**Task directions:** Please give the lines from the one containing "Where can the white van" through the one containing "<point>766,558</point>" as a numbered list, omitting blank lines.
-- Begin Input data --
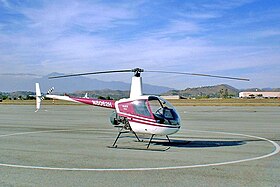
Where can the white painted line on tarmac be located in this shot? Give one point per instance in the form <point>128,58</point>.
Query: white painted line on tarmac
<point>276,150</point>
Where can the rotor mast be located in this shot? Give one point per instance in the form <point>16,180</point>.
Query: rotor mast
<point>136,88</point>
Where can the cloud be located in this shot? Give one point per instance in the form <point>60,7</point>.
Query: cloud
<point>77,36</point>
-- End Input data --
-- Begin Input data --
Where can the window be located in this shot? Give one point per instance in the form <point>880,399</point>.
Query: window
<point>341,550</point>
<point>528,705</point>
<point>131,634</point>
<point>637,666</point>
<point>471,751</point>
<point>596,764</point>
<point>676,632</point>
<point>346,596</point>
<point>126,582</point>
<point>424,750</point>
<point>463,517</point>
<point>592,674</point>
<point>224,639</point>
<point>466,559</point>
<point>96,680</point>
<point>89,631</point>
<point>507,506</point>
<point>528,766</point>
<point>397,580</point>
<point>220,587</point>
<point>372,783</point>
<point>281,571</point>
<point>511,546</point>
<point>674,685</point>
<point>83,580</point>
-- End Input data --
-- Begin Input data --
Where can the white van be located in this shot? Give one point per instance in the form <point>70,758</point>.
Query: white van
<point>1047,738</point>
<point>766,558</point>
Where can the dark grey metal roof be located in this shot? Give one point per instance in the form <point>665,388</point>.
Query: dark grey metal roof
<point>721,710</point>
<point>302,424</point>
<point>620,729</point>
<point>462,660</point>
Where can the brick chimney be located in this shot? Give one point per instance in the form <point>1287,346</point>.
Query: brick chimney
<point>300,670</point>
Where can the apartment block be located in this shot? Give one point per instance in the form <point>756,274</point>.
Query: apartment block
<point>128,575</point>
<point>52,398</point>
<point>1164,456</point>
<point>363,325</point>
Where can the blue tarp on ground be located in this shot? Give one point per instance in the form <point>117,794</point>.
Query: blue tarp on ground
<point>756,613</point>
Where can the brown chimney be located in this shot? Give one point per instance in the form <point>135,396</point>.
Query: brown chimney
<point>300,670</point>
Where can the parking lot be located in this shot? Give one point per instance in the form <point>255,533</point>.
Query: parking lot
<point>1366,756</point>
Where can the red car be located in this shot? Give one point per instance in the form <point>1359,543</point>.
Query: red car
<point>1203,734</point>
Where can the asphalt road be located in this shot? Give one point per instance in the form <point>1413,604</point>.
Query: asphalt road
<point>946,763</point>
-- End Input data --
**Worked solution:**
1. Where can the white van be located in this shot? Give one point per instance in the form <point>70,758</point>.
2. Query: white van
3. <point>1047,738</point>
4. <point>766,558</point>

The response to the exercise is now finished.